Work to be completed - Return each line of the entries that mentions the word "gray".

Segment Open

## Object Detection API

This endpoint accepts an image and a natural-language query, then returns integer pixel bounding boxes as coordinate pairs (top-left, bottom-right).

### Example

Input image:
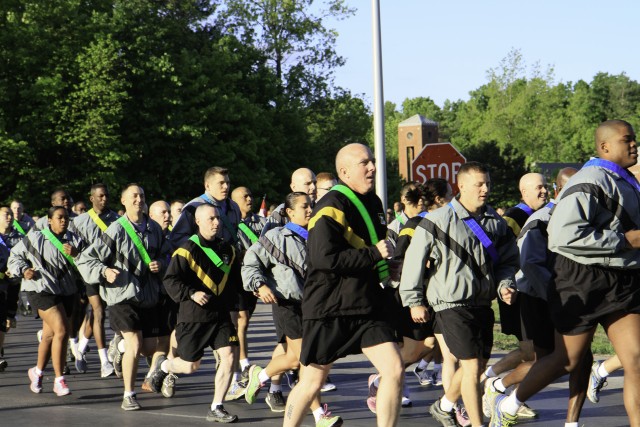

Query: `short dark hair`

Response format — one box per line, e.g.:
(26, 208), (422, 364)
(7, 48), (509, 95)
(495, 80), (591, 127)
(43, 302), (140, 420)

(90, 183), (108, 196)
(458, 161), (490, 177)
(121, 183), (143, 197)
(204, 167), (229, 183)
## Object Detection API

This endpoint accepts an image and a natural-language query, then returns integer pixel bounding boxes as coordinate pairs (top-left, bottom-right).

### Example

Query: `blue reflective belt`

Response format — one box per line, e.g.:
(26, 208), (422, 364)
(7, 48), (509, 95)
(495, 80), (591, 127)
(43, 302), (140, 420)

(583, 158), (640, 192)
(418, 211), (428, 218)
(284, 222), (308, 241)
(515, 202), (534, 216)
(448, 203), (499, 264)
(545, 201), (555, 209)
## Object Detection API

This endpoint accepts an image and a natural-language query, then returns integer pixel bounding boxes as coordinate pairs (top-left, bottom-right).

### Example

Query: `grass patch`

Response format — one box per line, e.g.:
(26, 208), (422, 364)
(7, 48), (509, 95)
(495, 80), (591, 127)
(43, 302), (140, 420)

(491, 301), (614, 356)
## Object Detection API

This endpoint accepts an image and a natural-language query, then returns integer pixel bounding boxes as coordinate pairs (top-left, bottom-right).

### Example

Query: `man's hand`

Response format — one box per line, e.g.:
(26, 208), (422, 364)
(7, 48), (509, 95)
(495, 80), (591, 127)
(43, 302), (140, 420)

(257, 284), (277, 304)
(23, 268), (36, 280)
(62, 243), (78, 257)
(410, 305), (430, 323)
(149, 260), (161, 273)
(500, 287), (517, 305)
(191, 291), (210, 306)
(625, 230), (640, 249)
(375, 239), (393, 259)
(104, 268), (120, 284)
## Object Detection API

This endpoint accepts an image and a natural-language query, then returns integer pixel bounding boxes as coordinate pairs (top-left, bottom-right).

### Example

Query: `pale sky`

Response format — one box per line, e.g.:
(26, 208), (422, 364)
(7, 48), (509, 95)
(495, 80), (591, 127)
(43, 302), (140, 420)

(329, 0), (640, 108)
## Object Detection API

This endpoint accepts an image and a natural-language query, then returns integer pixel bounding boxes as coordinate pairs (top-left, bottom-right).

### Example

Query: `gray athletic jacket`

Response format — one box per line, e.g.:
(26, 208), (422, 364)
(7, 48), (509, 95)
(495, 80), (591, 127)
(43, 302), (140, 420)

(386, 212), (408, 248)
(241, 226), (306, 301)
(70, 209), (119, 243)
(8, 229), (84, 295)
(400, 198), (519, 312)
(516, 203), (554, 300)
(548, 163), (640, 268)
(76, 215), (169, 307)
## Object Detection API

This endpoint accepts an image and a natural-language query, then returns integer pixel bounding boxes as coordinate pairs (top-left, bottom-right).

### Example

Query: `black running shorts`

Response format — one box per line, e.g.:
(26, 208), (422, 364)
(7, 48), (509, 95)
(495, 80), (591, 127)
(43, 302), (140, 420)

(435, 306), (494, 360)
(299, 316), (397, 366)
(26, 291), (75, 316)
(272, 299), (303, 343)
(549, 254), (640, 335)
(519, 292), (555, 351)
(175, 319), (238, 362)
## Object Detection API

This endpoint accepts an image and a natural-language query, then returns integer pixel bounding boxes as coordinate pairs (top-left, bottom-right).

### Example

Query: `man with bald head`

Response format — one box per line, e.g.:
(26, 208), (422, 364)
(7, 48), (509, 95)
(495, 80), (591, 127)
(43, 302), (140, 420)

(149, 201), (171, 237)
(484, 167), (590, 424)
(492, 120), (640, 426)
(486, 172), (549, 420)
(156, 204), (240, 422)
(264, 168), (317, 231)
(284, 143), (403, 427)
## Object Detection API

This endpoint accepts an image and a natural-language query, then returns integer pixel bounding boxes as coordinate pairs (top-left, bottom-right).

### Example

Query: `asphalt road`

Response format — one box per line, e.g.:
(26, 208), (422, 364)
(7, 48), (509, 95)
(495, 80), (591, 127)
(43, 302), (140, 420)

(0, 303), (628, 426)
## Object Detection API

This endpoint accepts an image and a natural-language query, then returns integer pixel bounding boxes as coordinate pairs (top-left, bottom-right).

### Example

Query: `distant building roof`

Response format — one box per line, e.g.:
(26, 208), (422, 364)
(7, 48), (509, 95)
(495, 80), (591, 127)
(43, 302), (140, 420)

(398, 114), (438, 127)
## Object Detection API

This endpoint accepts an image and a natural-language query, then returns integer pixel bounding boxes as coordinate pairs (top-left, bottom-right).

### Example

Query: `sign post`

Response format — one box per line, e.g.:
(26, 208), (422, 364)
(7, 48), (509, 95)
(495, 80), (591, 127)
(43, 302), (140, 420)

(411, 142), (466, 193)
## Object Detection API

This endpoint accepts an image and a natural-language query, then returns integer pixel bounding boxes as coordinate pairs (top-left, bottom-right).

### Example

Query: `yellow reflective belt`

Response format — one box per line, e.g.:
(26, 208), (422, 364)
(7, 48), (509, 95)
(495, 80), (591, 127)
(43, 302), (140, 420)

(88, 209), (108, 232)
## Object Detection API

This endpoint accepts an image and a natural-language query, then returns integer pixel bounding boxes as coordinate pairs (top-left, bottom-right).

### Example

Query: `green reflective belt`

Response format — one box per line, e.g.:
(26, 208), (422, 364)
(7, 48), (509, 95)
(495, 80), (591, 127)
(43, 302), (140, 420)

(238, 222), (258, 244)
(189, 235), (230, 274)
(13, 220), (26, 235)
(117, 217), (151, 265)
(394, 212), (405, 225)
(331, 185), (389, 281)
(41, 228), (76, 267)
(88, 208), (108, 232)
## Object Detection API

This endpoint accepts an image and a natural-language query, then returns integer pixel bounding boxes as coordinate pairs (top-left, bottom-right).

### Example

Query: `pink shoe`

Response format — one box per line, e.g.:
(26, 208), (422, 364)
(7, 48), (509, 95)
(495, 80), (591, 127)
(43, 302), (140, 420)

(366, 374), (378, 414)
(53, 378), (71, 396)
(455, 405), (471, 427)
(28, 367), (42, 394)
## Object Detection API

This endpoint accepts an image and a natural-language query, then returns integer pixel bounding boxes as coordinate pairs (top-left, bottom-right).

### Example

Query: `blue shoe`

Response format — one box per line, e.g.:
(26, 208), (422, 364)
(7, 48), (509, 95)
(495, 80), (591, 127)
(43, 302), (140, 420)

(490, 394), (518, 427)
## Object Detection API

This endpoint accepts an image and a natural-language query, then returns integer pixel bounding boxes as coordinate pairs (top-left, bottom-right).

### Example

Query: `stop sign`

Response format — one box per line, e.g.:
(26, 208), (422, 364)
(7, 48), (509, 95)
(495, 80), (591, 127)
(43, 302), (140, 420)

(411, 142), (466, 193)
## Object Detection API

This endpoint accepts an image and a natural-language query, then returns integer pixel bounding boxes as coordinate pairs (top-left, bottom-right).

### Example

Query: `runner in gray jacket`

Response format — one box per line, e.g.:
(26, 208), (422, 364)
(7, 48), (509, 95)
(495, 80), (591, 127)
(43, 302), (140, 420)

(8, 206), (83, 397)
(400, 162), (518, 427)
(76, 184), (169, 411)
(491, 120), (640, 426)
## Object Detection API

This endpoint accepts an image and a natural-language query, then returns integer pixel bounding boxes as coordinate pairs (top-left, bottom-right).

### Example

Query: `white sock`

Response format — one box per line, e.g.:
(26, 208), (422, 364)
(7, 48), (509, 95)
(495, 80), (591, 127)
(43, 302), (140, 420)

(240, 358), (250, 370)
(440, 395), (455, 412)
(232, 372), (241, 382)
(565, 423), (579, 427)
(373, 375), (381, 387)
(494, 378), (506, 393)
(34, 367), (43, 376)
(117, 339), (125, 353)
(77, 336), (89, 354)
(417, 359), (429, 370)
(269, 383), (282, 393)
(258, 369), (270, 384)
(597, 363), (610, 378)
(484, 366), (497, 378)
(211, 402), (222, 410)
(54, 376), (64, 383)
(433, 363), (442, 371)
(312, 406), (325, 422)
(124, 391), (135, 398)
(161, 359), (170, 373)
(501, 392), (522, 416)
(98, 348), (108, 364)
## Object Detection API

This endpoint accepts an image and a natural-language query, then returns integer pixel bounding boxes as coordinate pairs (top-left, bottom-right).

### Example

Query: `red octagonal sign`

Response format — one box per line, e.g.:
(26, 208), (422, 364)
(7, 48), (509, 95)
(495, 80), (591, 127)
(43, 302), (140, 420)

(411, 142), (466, 193)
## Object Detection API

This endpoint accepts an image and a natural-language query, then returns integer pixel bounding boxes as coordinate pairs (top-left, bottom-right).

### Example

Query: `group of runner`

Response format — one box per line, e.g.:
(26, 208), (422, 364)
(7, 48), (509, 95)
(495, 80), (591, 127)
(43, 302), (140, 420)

(0, 119), (638, 427)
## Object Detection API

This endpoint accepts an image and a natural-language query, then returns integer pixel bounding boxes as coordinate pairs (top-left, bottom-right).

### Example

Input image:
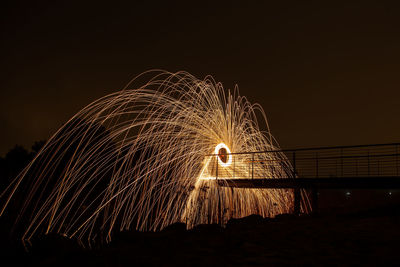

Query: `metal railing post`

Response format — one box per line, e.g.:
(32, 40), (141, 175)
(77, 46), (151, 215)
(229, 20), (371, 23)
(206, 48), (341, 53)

(367, 150), (370, 176)
(396, 144), (399, 176)
(233, 154), (235, 179)
(340, 148), (343, 177)
(336, 159), (338, 177)
(355, 158), (358, 177)
(251, 153), (254, 179)
(292, 151), (296, 178)
(378, 160), (380, 176)
(248, 156), (250, 178)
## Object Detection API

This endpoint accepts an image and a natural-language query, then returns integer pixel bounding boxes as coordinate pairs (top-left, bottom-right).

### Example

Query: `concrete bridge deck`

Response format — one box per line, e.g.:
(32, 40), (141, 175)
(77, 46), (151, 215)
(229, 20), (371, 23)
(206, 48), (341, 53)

(217, 176), (400, 189)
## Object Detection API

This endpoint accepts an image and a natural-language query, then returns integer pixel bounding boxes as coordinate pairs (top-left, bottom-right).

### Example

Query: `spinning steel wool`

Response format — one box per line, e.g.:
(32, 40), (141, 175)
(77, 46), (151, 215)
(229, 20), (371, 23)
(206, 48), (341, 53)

(1, 71), (294, 244)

Segment Closed

Finished task -
Query: `gray athletic jacket`
Query: `runner in gray jacket`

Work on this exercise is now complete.